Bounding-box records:

===

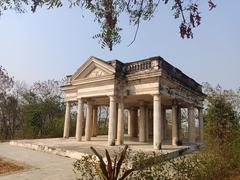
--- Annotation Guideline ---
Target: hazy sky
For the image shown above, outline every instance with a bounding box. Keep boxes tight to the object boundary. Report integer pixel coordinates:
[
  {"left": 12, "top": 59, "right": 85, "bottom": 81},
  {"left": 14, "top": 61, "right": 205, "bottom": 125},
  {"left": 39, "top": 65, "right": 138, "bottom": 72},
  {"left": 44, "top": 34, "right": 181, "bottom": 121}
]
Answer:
[{"left": 0, "top": 0, "right": 240, "bottom": 89}]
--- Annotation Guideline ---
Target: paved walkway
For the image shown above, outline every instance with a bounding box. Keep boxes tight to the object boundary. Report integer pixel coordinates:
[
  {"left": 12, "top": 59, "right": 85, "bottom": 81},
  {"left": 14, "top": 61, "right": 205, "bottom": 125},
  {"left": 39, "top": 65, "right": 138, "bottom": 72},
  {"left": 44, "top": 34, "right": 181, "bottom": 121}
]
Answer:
[{"left": 0, "top": 143, "right": 75, "bottom": 180}]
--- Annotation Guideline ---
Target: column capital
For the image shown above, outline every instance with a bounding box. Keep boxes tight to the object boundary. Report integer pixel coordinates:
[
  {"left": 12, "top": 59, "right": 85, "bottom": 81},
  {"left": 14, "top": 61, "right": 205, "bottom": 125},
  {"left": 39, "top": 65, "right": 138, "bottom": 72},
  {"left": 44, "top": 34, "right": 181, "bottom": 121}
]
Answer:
[
  {"left": 172, "top": 99, "right": 178, "bottom": 106},
  {"left": 152, "top": 94, "right": 161, "bottom": 101},
  {"left": 77, "top": 98, "right": 83, "bottom": 103},
  {"left": 109, "top": 95, "right": 117, "bottom": 102},
  {"left": 188, "top": 104, "right": 195, "bottom": 109}
]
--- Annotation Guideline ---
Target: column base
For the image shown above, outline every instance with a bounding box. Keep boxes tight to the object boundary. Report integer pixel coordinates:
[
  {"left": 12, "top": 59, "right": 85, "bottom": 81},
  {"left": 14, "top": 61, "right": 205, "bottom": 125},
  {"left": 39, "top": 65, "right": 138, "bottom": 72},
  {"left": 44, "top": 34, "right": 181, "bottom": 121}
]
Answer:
[{"left": 153, "top": 143, "right": 162, "bottom": 150}]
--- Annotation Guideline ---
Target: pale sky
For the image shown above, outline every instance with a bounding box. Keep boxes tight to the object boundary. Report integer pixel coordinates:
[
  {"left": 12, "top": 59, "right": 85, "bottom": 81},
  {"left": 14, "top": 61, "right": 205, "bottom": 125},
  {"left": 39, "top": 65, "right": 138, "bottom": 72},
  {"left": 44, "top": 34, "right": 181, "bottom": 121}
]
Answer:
[{"left": 0, "top": 0, "right": 240, "bottom": 89}]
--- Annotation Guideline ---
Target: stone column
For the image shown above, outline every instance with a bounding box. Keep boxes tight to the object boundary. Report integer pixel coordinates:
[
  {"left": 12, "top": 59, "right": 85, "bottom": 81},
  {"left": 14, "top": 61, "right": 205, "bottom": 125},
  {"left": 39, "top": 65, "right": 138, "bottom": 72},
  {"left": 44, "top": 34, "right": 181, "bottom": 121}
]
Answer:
[
  {"left": 148, "top": 109, "right": 153, "bottom": 136},
  {"left": 92, "top": 106, "right": 98, "bottom": 137},
  {"left": 161, "top": 107, "right": 167, "bottom": 140},
  {"left": 172, "top": 104, "right": 180, "bottom": 146},
  {"left": 63, "top": 101, "right": 71, "bottom": 138},
  {"left": 145, "top": 107, "right": 149, "bottom": 142},
  {"left": 139, "top": 102, "right": 146, "bottom": 142},
  {"left": 85, "top": 101, "right": 93, "bottom": 141},
  {"left": 76, "top": 99, "right": 83, "bottom": 141},
  {"left": 114, "top": 102, "right": 118, "bottom": 140},
  {"left": 108, "top": 96, "right": 116, "bottom": 146},
  {"left": 153, "top": 94, "right": 162, "bottom": 150},
  {"left": 198, "top": 108, "right": 203, "bottom": 143},
  {"left": 188, "top": 106, "right": 196, "bottom": 144},
  {"left": 127, "top": 109, "right": 132, "bottom": 137},
  {"left": 130, "top": 107, "right": 138, "bottom": 137},
  {"left": 117, "top": 100, "right": 124, "bottom": 145}
]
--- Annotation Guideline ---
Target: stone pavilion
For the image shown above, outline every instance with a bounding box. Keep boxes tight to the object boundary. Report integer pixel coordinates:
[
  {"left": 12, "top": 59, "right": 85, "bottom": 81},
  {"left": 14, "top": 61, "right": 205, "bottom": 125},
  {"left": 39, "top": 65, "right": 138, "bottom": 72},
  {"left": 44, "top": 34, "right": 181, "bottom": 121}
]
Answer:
[{"left": 61, "top": 56, "right": 205, "bottom": 150}]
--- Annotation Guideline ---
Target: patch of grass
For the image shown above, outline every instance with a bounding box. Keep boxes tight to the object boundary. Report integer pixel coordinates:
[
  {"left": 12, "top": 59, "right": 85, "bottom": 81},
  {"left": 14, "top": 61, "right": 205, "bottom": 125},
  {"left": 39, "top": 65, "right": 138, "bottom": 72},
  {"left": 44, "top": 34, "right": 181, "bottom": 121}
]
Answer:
[{"left": 0, "top": 157, "right": 25, "bottom": 175}]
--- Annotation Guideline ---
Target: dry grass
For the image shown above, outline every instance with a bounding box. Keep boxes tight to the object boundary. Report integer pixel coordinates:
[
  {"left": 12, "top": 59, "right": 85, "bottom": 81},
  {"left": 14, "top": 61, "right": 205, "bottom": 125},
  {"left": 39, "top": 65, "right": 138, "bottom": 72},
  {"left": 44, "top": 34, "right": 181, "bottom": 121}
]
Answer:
[{"left": 0, "top": 157, "right": 25, "bottom": 175}]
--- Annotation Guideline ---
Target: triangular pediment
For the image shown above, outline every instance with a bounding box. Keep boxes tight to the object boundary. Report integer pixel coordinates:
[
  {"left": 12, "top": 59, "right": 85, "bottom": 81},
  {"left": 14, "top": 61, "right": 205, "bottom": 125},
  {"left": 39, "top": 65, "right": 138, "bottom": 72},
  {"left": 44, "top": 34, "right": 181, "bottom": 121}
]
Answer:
[{"left": 72, "top": 56, "right": 115, "bottom": 80}]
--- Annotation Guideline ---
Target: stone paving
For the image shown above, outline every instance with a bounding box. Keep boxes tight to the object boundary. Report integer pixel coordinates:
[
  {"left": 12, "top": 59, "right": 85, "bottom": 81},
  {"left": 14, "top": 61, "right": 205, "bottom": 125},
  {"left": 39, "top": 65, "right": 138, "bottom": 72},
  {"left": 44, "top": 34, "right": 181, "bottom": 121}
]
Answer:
[
  {"left": 10, "top": 135, "right": 190, "bottom": 159},
  {"left": 0, "top": 136, "right": 190, "bottom": 180},
  {"left": 0, "top": 143, "right": 75, "bottom": 180}
]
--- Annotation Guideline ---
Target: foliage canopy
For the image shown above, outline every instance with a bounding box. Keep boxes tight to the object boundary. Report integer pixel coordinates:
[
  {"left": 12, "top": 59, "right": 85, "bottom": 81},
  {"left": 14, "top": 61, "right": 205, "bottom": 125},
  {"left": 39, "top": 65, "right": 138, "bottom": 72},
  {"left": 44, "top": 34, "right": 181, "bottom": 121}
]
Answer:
[{"left": 0, "top": 0, "right": 216, "bottom": 51}]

===

SHORT PROBLEM ->
Can you pull out every line of the data above that contains the word "column" and copy each one in full?

EXERCISE SOLUTION ->
Target: column capital
Target: column base
Target: stone column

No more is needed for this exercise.